What this task involves ▸
Answer the following questions using the article on Ramadan in Saudi Arabia below.
(a) Which two cities are under a 24-hour curfew?
(b) When is hajj due to take place?
(c) Where does Dr. Waheed Abdul Majeed work?

Excerpt ▸
Saudis will experience Ramadan very differently this year, as strict precautionary measures have been put in place to stem the spread of novel coronavirus (COVID-19).
These include a 24-hour curfew in Mecca and Medina, a ban on Friday prayers and taraweeh (special Ramadan evening prayers), among the most widely practiced religious rituals during the holy month.
Authorities also have suspended the year-round umrah pilgrimage, while urging Muslims to defer preparations for hajj, due to take place at the end of July.
"Saudi Arabia is witnessing historic measures in every sense of the word," said Dr. Jamil al-Masoudi, a Saudi Ministry of Health field official in the Mecca region.
The closure of the Grand Mosque and the Prophet's Mosque and the temporary deferral of hajj are extraordinary decisions, not only for Saudi citizens and residents, but also the world at large, he told Al-Mashareq.
But it was essential that action be taken quickly to stem the spread of the global pandemic, he said.
Suspension of congregational prayers
The kingdom's religious authorities issued important decisions to suspend congregational and taraweeh prayers during Ramadan, including the Eid prayer, al-Masoudi said.
Muslims have been asked to perform these prayers at home instead, he said.
"The campaigns launched to sterilise and disinfect streets, neighbourhoods and mosques are continuing day and night, on a periodic basis, across all regions," al-Masoudi said.
Meanwhile, non-governmental organisations and scout troops have been delivering food to help ensure members of the public do not leave their homes, especially the elderly, who are most at risk, he said.
Scout troops also are deploying in major shopping centres "to educate citizens and ensure they keep a safe distance from others while shopping, in a clear demonstration of social solidarity", he said.
Awareness campaigns well received
"Precautionary measures implemented to prevent infection with the coronavirus were accompanied by awareness campaigns," said Dr. Waheed Abdul Majeed, an infectious disease specialist at a government hospital in Jeddah.
The campaigns, which have been well received, share information about the virus, ways to prevent infection and how to deal with potential cases via pamphlets, billboards, social media and television, he told Al-Mashareq.
He pointed to the high level of public compliance with the announced measures, noting that "various government institutions are co-operating in this regard".
The authorities have been working to ease shopper congestion while ensuring people can obtain their basic needs, Abdul Majeed said.

Data ▸
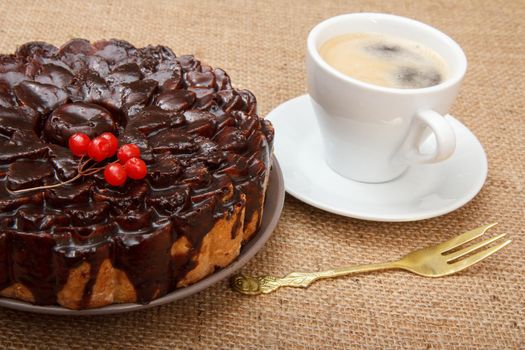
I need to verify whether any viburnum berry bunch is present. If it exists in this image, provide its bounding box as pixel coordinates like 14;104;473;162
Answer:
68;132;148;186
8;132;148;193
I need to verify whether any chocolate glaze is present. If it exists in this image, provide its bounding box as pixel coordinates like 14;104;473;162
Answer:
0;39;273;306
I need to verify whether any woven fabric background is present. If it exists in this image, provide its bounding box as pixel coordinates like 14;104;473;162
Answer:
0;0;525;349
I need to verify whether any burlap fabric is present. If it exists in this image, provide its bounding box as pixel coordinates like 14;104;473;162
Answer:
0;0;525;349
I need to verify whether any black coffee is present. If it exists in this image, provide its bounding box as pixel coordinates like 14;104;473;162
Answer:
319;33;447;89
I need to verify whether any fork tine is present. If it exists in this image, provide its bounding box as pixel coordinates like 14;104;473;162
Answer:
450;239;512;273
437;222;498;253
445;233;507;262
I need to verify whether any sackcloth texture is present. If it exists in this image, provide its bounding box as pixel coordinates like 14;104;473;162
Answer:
--
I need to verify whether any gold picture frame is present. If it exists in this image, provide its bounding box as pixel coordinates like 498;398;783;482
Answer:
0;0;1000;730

Written answer ▸
(a) Mecca and Medina.
(b) At the end of July.
(c) At a government hospital in Jeddah.